Extract the complete listing and repeat it word for word.

** BEGIN RECORDS FOR PROCESSING **

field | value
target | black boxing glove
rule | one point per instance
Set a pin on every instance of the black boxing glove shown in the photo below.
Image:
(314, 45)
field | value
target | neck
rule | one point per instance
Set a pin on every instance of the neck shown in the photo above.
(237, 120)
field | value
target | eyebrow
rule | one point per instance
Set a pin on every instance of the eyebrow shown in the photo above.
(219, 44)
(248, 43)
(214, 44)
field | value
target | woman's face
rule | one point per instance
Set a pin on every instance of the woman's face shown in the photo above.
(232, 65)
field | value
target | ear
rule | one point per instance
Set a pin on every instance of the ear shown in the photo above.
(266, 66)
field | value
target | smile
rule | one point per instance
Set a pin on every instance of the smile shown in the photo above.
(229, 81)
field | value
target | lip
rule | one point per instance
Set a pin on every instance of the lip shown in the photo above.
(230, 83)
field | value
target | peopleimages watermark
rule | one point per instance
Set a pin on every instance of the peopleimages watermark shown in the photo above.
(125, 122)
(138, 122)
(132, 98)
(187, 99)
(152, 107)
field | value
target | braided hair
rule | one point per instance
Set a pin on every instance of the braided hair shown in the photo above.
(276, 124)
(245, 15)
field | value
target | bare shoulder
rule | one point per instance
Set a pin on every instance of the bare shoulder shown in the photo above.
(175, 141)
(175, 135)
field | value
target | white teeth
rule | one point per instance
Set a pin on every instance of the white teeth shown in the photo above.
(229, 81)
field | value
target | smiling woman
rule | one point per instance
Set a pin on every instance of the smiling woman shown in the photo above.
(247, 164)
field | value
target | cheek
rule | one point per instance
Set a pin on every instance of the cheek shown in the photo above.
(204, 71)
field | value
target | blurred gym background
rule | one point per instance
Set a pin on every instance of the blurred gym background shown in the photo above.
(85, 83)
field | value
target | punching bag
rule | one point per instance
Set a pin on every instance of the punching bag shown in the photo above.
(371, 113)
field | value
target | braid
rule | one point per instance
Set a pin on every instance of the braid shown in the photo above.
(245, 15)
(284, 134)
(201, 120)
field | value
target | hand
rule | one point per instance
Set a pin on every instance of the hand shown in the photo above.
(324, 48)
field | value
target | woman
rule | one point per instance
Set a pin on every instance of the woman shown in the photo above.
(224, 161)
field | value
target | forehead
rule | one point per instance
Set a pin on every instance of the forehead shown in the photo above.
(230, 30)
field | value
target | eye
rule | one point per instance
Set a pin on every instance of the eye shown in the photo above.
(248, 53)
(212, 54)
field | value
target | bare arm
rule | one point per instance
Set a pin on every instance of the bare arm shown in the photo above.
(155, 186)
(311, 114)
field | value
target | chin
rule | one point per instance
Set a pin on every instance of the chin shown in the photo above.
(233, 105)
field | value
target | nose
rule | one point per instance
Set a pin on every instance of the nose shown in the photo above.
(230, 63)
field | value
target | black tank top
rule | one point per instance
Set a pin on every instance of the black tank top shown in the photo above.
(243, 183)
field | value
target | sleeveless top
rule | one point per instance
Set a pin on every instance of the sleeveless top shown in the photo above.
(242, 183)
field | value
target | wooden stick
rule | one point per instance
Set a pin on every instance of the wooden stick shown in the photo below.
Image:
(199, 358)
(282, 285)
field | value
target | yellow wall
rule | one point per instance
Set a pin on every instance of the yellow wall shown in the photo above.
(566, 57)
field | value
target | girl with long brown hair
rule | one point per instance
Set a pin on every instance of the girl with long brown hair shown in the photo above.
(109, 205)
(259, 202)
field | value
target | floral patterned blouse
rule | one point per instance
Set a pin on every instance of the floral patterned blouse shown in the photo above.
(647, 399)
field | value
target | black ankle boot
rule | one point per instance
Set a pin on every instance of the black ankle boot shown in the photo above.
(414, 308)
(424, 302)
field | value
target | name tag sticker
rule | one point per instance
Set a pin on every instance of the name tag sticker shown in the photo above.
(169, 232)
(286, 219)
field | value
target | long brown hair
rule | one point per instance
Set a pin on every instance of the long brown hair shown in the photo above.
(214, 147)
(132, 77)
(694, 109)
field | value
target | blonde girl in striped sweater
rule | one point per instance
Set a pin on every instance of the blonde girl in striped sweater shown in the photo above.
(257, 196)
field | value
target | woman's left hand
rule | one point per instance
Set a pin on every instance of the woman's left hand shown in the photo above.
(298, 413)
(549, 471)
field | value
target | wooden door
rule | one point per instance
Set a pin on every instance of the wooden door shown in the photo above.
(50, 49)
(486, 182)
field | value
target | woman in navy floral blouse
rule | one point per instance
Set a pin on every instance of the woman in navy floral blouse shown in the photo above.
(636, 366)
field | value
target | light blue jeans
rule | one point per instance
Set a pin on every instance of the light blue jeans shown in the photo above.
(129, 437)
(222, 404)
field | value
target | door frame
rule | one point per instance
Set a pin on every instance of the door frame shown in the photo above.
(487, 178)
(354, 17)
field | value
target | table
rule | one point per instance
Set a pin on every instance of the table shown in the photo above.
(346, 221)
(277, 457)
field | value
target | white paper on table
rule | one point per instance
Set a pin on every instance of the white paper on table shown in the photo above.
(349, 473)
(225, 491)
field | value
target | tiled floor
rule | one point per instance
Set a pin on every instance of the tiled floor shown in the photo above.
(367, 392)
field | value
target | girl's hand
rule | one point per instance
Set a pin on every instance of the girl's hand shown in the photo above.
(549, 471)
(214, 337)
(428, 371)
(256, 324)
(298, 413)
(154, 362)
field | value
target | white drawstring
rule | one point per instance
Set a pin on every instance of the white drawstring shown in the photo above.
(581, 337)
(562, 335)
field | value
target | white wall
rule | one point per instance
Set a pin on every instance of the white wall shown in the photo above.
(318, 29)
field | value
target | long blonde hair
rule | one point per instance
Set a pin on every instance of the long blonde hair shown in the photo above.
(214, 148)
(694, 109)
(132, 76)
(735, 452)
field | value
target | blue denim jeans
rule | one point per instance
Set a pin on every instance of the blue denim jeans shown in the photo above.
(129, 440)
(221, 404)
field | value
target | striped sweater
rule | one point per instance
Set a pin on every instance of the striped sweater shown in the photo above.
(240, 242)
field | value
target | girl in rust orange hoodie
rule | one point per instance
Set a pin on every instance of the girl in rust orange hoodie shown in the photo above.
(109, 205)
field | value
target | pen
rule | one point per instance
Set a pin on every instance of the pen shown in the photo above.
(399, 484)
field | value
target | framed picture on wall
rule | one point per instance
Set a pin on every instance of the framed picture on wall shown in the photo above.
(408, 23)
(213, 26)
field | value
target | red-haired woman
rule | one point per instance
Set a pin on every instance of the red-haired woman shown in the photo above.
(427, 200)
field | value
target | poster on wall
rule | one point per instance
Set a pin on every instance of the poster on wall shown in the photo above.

** END RECORDS FOR PROCESSING **

*SOLUTION TO THIS PROBLEM:*
field | value
target | black boxing glove
rule | one point per instance
Set a pin on every instance of the black boxing glove shown in the photo below.
Image:
(314, 45)
field | value
target | neck
rule | one point per instance
Set a pin on every instance of the neck shown in the photo above.
(237, 120)
field | value
target | eyebrow
rule | one point per instance
Set a pin on every instance of the eyebrow shown in the photo above.
(219, 44)
(248, 43)
(214, 44)
field | value
target | woman's face
rule | one point per instance
Set a pin on every instance of the woman's face shown in the photo above.
(232, 65)
field | value
target | ear
rule | one point per instance
Set a pin on every instance of the ear shown in the photo above.
(266, 66)
field | value
target | smile
rule | one point per instance
Set a pin on every instance of the smile shown in the photo above.
(229, 81)
field | value
target | lip
rule | one point per instance
Set a pin on every instance of the lip shown in the photo above.
(230, 83)
field | value
target | peopleimages watermark
rule | one point per instance
Set a pin on every instance of the peopleimages watermark shown in the photo above.
(125, 122)
(138, 122)
(132, 98)
(187, 99)
(152, 107)
field | value
target | braided hair
rule | one point per instance
Set a pin on every instance of the braided hair shown in the photo above.
(276, 124)
(245, 15)
field | value
target | bare shoulder
rule | one point per instance
Set a pin on every instance of the bare shoulder shown in the photo above.
(175, 141)
(175, 135)
field | value
target | white teeth
rule | one point per instance
Set a pin on every instance of the white teeth shown in the photo above.
(229, 81)
field | value
target | smiling woman
rule | one point per instance
Set a pin on every instance of the smiling woman shown in the photo above.
(247, 164)
field | value
target | cheek
rule | one point per instance
Set a pin on every instance of the cheek shown in the photo above.
(204, 71)
field | value
target | blurred gym background
rule | one point per instance
Set a pin on every instance of the blurred gym background shown in the photo above.
(85, 83)
field | value
target | punching bag
rule | one point per instance
Set a pin on every instance of the punching bag shown in the photo above.
(371, 113)
field | value
target | braid
rule | one point per instance
Set a pin on every instance of the braid shown in the photo above.
(245, 15)
(284, 134)
(201, 120)
field | value
target | hand
rule | one point per instance
Set a pin on every instance of the hand shown in the photo above.
(324, 48)
field | value
target | woman
rule | one point per instance
Set a pin on every instance of the woman shown in the photo above.
(224, 161)
field | value
target | forehead
rule | one point per instance
Set a pin on every instance of the forehead shown in the photo above.
(230, 30)
field | value
target | eye
rule | one point per instance
Set a pin on every instance of the eye shown in the photo above.
(248, 53)
(212, 54)
field | value
target | bare arm
rule | one point per instance
Set a pin on every instance of the bare arm shown in the photo above.
(155, 186)
(311, 114)
field | value
target | chin
rule | one point per instance
Set a pin on every instance of the chin shown in the photo above.
(233, 105)
field | value
target | nose
rule | one point per instance
Set a pin on every instance of the nose shown in the photo above.
(230, 63)
field | value
target | black tank top
rule | one point per instance
Set a pin on every instance of the black tank top shown in the photo above.
(243, 183)
field | value
target | sleeveless top
rule | one point per instance
Set a pin on every instance of the sleeveless top shown in the photo above.
(242, 183)
field | value
target | wooden stick
rule | one point per instance
Set a pin on every instance of the wooden stick shown in the photo below.
Image:
(199, 358)
(282, 285)
field | value
target | yellow wall
rule | one point per instance
Set a pin on every instance of the yellow wall shown in the photo above.
(566, 57)
field | value
target | girl with long brown hair
rule | one point per instance
Set a pin on every instance of the girl with long brown hair shown in the photo above.
(109, 205)
(259, 202)
field | value
target | floral patterned blouse
rule | one point per instance
Set a pin on every instance of the floral patterned blouse shown in the photo above.
(647, 399)
field | value
target | black ankle boot
rule | one point per instance
Set a pin on every instance of the black ankle boot shown in the photo above.
(414, 308)
(424, 302)
field | value
target | name tag sticker
rule | one point per instance
Set a pin on every instance of the name tag sticker shown in the photo above.
(169, 232)
(286, 219)
field | value
target | long brown hair
rule | one point per instance
Set a pin on every instance of the long brown hair shown in the photo above.
(214, 147)
(132, 77)
(694, 109)
field | value
target | blonde girl in striped sweater
rule | one point per instance
Set a pin on every instance of the blonde girl in striped sweater shown in the photo above.
(257, 196)
field | value
target | woman's left hand
rule | one point per instance
Set a pin on every instance of the woman's left hand shown in the photo above.
(298, 413)
(549, 471)
field | value
target | wooden door
rule | one point per instance
Set a pin on every instance of the wooden door shown in the photo above.
(50, 49)
(486, 182)
field | value
target | woman in navy floral blouse
rule | one point per instance
Set a pin on every instance of the woman in navy floral blouse shown in the photo above.
(636, 366)
field | value
target | light blue jeans
rule | one point per instance
Set a pin on every instance of the light blue jeans shown in the photo above.
(129, 437)
(222, 404)
field | value
target | door frame
rule | one point per instance
Set a pin on every instance of the door frame shown in the photo above.
(487, 178)
(354, 17)
field | value
target | table
rule | one point per instance
Set a pin on every instance of the table shown in the photo above.
(346, 221)
(277, 457)
field | value
target | white paper on table
rule | one point per instance
Set a pin on every instance of the white paper on table shown in the photo above.
(349, 473)
(225, 491)
field | value
target | tiled floor
rule | one point per instance
Set a pin on every instance of the tiled floor shown in the photo above.
(367, 392)
field | value
target | girl's hand
rule | one point per instance
Set a pin on every instance of the girl's hand shown in the photo above.
(549, 471)
(214, 337)
(428, 371)
(256, 324)
(298, 413)
(154, 362)
field | value
target | white drawstring
rule | one point per instance
Set a pin on every instance of the white drawstring shown in the photo above.
(581, 337)
(562, 335)
field | value
target | white wall
rule | one point per instance
Set a pin on every instance of the white wall shown in the photo above.
(318, 29)
field | value
target | long blonde hair
rule | one point per instance
Set a pin on every instance of the long blonde hair shown in the photo above.
(214, 148)
(694, 109)
(132, 76)
(735, 452)
field | value
target | blue denim jeans
rule | one point per instance
Set a pin on every instance of the blue denim jeans shown in the photo above.
(129, 440)
(221, 404)
field | value
target | striped sweater
rule | one point per instance
Set a pin on every instance of the striped sweater shown in the photo above.
(240, 242)
field | value
target | girl in rust orange hoodie
rule | one point per instance
Set a pin on every instance of the girl in rust orange hoodie shown in the photo above.
(109, 205)
field | value
target | pen
rule | one point per instance
Set a pin on every instance of the pen shown in the photo above.
(399, 484)
field | value
target | framed picture on wall
rule | one point per instance
Set a pin on every instance of the framed picture on wall shown in the photo above.
(408, 23)
(213, 26)
field | value
target | red-haired woman
rule | one point per instance
Set a pin on every instance of the red-haired woman shown in the photo above.
(427, 200)
field | value
target | poster on wall
rule | one point per instance
Set a pin on every instance of the poster on wall shown in the photo above.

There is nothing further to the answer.